WHAT IS EXPECTED:
From the entries below, pull out each line that contains the word "exposed".

[Collected data entries]

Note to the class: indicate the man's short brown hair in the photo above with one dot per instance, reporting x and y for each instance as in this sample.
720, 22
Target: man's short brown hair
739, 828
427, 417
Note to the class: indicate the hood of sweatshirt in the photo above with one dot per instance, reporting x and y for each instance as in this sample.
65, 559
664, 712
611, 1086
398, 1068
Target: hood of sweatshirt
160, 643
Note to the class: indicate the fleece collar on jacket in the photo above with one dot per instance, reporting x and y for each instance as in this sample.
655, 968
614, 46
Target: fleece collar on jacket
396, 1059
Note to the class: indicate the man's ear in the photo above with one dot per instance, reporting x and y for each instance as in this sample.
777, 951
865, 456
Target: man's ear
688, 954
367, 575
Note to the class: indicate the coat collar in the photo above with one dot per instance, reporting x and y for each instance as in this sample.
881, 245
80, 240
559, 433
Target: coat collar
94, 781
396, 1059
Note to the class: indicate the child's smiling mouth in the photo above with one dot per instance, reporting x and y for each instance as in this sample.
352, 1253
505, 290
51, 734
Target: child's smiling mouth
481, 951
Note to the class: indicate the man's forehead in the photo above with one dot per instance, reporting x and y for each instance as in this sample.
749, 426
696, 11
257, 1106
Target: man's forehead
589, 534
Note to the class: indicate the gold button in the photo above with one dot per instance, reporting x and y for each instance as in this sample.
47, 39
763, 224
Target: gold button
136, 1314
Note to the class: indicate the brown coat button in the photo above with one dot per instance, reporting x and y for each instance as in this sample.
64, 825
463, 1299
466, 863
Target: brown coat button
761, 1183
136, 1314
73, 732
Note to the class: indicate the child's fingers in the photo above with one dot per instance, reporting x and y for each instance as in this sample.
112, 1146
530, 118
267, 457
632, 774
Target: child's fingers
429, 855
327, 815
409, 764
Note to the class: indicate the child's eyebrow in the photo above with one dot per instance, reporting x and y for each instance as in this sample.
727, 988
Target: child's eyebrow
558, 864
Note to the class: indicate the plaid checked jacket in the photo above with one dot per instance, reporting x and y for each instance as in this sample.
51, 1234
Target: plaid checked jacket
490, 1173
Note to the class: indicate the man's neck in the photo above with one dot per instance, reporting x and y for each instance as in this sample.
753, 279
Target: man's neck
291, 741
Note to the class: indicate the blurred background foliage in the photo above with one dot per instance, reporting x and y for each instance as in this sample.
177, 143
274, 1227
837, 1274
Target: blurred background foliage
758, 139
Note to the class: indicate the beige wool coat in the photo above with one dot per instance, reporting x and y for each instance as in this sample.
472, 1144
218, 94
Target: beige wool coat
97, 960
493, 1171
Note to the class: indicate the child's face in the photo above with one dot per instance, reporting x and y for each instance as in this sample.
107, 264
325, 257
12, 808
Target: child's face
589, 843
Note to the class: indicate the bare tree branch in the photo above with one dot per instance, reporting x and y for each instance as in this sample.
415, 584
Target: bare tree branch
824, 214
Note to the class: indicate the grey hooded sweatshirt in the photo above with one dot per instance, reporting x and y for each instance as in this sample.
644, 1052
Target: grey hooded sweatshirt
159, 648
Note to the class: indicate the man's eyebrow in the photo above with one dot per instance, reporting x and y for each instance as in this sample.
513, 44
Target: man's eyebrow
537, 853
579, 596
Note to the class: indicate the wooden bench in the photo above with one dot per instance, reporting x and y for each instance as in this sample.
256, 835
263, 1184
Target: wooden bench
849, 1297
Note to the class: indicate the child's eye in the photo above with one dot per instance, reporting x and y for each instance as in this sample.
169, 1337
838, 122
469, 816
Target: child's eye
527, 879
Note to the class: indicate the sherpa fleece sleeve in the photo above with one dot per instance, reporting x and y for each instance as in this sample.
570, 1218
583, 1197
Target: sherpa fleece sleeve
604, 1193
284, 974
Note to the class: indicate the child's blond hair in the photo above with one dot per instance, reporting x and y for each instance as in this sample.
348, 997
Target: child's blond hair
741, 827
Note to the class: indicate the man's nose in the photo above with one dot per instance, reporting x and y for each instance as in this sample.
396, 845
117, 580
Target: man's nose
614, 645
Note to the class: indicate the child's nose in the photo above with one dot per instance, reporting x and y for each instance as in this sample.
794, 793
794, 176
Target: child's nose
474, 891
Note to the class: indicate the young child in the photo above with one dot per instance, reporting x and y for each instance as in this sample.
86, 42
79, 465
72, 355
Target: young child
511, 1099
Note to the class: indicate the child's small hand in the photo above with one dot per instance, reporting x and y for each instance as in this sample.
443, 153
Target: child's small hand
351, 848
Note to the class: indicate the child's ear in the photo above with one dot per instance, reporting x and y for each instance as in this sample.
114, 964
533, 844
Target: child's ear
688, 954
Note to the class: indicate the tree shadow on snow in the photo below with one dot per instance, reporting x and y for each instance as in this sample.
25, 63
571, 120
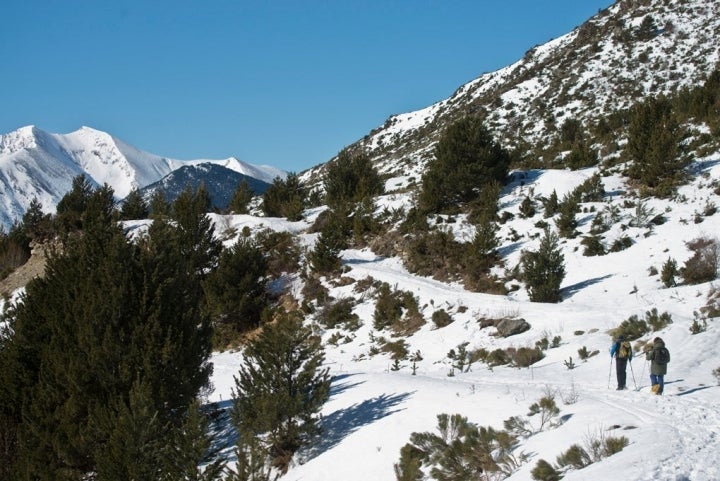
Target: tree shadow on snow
569, 291
221, 429
343, 422
340, 387
690, 391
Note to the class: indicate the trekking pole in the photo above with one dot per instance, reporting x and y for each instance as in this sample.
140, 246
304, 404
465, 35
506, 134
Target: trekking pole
633, 373
642, 374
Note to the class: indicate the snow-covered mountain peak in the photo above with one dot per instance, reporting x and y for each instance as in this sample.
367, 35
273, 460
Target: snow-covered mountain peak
35, 163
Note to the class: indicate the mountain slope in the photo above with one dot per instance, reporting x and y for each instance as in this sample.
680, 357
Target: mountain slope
34, 163
603, 66
220, 182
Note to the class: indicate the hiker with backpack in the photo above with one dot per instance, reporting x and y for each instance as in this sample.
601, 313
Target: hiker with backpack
621, 350
659, 357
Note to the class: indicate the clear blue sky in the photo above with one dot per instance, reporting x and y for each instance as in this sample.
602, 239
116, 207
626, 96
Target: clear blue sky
287, 83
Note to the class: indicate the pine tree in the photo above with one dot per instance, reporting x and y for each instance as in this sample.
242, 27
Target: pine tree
325, 257
544, 269
280, 389
109, 348
37, 224
241, 198
466, 159
134, 206
566, 222
236, 292
527, 208
72, 205
351, 178
159, 206
653, 145
285, 198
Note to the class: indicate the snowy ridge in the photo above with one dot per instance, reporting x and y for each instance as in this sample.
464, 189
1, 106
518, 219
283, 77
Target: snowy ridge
373, 409
35, 163
599, 68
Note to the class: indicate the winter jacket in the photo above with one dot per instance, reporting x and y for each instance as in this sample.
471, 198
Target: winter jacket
616, 348
656, 368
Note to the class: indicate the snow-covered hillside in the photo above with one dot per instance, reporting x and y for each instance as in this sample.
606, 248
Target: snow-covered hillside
35, 163
374, 408
603, 66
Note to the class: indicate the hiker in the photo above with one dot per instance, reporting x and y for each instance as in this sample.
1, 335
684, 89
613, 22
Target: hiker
659, 356
621, 350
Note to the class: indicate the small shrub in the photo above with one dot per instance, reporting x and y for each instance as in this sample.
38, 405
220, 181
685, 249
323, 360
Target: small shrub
658, 321
398, 350
584, 354
614, 445
339, 314
569, 364
621, 244
593, 246
575, 457
703, 265
548, 411
669, 272
441, 318
525, 356
632, 328
543, 344
543, 471
697, 326
498, 357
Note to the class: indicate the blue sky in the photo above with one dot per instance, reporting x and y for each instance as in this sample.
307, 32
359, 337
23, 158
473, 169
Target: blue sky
283, 83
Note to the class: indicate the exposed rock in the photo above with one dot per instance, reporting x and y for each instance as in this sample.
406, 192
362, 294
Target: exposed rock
510, 327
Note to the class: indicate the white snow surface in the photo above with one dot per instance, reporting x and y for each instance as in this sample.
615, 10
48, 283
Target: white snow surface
373, 409
35, 163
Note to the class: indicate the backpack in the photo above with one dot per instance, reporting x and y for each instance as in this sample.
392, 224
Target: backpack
624, 350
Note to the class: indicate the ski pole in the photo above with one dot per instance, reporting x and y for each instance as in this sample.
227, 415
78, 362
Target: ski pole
633, 373
642, 374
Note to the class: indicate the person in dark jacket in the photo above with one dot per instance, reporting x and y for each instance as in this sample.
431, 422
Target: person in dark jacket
659, 356
622, 352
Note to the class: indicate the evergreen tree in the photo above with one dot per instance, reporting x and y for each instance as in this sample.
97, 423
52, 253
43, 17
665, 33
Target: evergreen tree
566, 222
159, 206
285, 198
241, 198
190, 448
37, 224
72, 205
109, 348
351, 178
236, 291
280, 389
134, 206
653, 145
551, 205
527, 208
544, 269
466, 159
325, 257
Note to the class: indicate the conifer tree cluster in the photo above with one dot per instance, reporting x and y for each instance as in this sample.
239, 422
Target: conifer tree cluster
285, 198
467, 158
106, 354
544, 269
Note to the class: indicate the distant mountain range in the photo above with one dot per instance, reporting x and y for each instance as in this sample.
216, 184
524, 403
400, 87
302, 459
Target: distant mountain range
627, 52
42, 165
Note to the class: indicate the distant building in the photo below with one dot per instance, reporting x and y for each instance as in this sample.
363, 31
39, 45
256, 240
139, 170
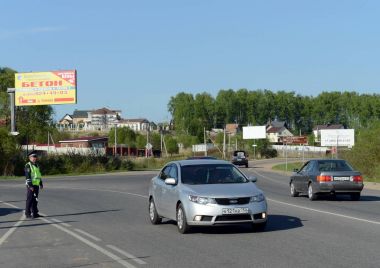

SOLUTION TO THIS PROBLEM:
Note to the class: indicate the exposed rock in the photo above with one dot per instance, reporting x and y for each instance as in this sample.
Target: exposed rock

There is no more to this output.